• _Tasks to carry out_
1. In the article on the 3D-printed optical fiber, what were the diameter and length of the team's initial print?
2. Using the article on the 3D-printed optical fiber, explain why Prof. Canning considers stacking capillaries a limited way to make fiber structures.

The preform was then drawn into a thin optical fiber using a computerized drawing tower.  Though the team had a few bumps to the novelty of the material, having never made an optical fiber with SBP before, the results are amazing.  Choosing an arbitrary design for the preform, a solid core surrounded by six tubular holes, their initial print was 1.6 cm in diameter and 10 cm long.  After the drawing, however, their fiber, after drawing, was just 712 microns on one axis and 605 on the other (the fiber had an elliptical shape due to some issues with the print settings and materials).  More importantly, that same shape was maintained even at this tiny level and light was able to pass through it at the transmission band for telecommunications.  In other words, it was possible to 3D print a uniquely-shaped fiber optic cable for possible use in telecommunications.

John Canning and OSA Optics Letters university of sydney 3D printed optic fiber
Copyright Optical Society of America. Bibliography: 1. K. COOK, J. CANNING, S. LEON-SAVAL, Z. REID, A. HOSSAIN, J. COMATTI, Y. LUO and G. PENG, “Air-structured optical fibre drawn from a 3D-printed preform,” Optics Letters (2015).

This being just the first instance of a 3D printed fiber optic, there is, of course, a lot of work to be done, including refining the settings of the printer and nailing down the exact drawing temperature necessary for stretching the SBP.  And, what’s even more exciting, is the possible geometries that could be eventually formed and their possible uses.  The study itself describes the potential to use 3D printed optics made from plastics in medical devices, such as low-cost attenuation sensors to monitor dental orthodontic pain.

I asked Prof. Canning what sorts of geometries he imagined creating and, immediately, Fresnel lens designs – a ridged shape already achieved by LUXeXcel’s optical 3D printing – came to mind. “In terms of future geometries,” Prof. Canning explained, “the fantastic thing about 3D printing is that you can, in principle, make any geometry – this has been a major challenge. Normally in polymer, one would drill holes using a CNC mill but that is not perfect. Typically for periodic structures, such as in photonic crystal fibres, stacking of capillaries is undertaken but this limits structures to periodic ones – for 2D cross-sections of optical fibres the best confinement solutions are not periodic but quasiperiodic such as those based on Fresnel fibres. We were the first to introduce drilling and we did so ironically in silica in order to make the first Fresnel fibre – it took ten hours to drill a pattern 5 cm long without cracking a preform.”

LUXeXcel’s 3D printed Fresnel lens.

Prof. Canning went on to point out that glass 3D printing, which is already being pursued by Micron3DP, would completely change the way fiber optics are produced, “It was immediately obvious to me that 3D printing in glass is needed badly and our article, despite using very low cost fused deposition in polymer, which limits resolution and hole size (as a scientist one has to work within the available budget), clearly shows why it will revolutionise manufacture (even for solid core fibres) especially when glass printers come on line – I think 3D printing brings an incredibly exciting future for fibre research and fibre fabrication.”

In the study, the authors indicate that laser sintering, as being pursued by Southampton, could improve the resolution of their prints significantly and that Carbon3D’s CLIP technology would help them tackle the speed issue, with their print requiring six hours of printing time.  I can also imagine them ordering a print from LUXeXcel to test out.  Regardless of what they try next, they may be able to bring light-based communication to us even faster.  And, from Prof. Canning’s conclusion, it sounds like they’ve already got something in the works, “We are in fact working on some novel variations that we hope to publish soon.”

• _Dataset entries_
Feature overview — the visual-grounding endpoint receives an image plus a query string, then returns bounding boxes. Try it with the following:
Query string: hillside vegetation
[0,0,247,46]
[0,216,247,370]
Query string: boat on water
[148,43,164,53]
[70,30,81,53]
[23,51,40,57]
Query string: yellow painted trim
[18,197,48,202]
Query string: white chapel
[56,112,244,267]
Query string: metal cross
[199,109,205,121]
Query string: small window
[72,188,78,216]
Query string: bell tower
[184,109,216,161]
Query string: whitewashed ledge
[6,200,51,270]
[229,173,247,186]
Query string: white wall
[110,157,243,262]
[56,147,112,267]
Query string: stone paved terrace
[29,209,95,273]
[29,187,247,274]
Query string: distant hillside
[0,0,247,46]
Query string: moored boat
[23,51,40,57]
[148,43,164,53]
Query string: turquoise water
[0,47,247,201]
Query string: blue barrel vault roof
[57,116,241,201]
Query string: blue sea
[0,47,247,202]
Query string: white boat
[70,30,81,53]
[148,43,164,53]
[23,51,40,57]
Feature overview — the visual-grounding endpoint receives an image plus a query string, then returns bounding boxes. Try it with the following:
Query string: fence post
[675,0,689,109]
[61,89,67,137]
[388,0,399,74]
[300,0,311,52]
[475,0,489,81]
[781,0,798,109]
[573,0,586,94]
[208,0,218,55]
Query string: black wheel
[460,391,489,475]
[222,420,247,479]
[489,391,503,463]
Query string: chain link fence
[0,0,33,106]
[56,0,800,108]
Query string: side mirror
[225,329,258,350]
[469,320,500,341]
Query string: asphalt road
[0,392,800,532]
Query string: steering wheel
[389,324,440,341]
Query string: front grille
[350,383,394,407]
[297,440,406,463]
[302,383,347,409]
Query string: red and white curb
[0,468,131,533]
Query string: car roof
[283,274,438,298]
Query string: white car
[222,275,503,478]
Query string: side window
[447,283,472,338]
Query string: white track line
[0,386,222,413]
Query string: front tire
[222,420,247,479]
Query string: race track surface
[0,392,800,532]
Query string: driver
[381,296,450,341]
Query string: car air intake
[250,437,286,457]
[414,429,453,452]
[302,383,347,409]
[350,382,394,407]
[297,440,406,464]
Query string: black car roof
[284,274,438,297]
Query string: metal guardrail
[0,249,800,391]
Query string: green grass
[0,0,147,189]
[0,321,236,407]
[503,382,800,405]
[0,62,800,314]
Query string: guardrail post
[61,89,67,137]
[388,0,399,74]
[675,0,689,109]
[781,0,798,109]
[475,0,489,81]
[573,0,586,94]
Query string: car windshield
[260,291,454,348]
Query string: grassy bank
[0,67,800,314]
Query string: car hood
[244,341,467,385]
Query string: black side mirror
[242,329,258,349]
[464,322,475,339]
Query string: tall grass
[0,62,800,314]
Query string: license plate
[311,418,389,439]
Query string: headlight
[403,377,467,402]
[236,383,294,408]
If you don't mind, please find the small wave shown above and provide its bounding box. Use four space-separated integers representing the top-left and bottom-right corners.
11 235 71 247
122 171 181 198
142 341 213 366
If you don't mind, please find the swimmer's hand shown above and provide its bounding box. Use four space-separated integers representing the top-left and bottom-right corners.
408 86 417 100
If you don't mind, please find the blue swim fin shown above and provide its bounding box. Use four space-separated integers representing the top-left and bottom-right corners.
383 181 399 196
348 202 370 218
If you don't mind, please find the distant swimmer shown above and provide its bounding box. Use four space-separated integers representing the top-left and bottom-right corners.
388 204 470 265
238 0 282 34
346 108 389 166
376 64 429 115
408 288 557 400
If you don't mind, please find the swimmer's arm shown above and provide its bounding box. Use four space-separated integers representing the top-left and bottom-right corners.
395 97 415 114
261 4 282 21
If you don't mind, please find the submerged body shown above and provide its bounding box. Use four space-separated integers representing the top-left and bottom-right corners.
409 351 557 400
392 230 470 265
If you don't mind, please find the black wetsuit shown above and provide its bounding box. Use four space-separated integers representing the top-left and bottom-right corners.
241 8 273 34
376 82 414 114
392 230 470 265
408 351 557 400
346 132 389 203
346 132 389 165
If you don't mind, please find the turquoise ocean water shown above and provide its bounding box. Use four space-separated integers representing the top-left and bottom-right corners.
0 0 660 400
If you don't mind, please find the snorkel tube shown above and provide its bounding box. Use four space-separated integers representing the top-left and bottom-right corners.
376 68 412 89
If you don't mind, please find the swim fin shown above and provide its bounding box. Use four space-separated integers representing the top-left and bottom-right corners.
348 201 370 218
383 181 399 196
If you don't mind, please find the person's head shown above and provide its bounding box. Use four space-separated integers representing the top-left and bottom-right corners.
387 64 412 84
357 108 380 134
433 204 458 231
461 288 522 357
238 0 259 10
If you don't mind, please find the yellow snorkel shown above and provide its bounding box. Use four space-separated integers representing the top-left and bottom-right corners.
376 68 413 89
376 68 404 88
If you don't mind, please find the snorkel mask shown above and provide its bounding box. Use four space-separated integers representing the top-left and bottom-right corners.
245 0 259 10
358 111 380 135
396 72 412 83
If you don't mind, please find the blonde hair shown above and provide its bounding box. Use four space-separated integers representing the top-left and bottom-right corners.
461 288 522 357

• _Written answers_
1. The initial print was 1.6 cm in diameter and 10 cm long.

2. Stacking capillaries restricts the structures to periodic ones. For 2D cross-sections of optical fibres, however, the best confinement solutions are quasiperiodic rather than periodic, such as those based on Fresnel fibres.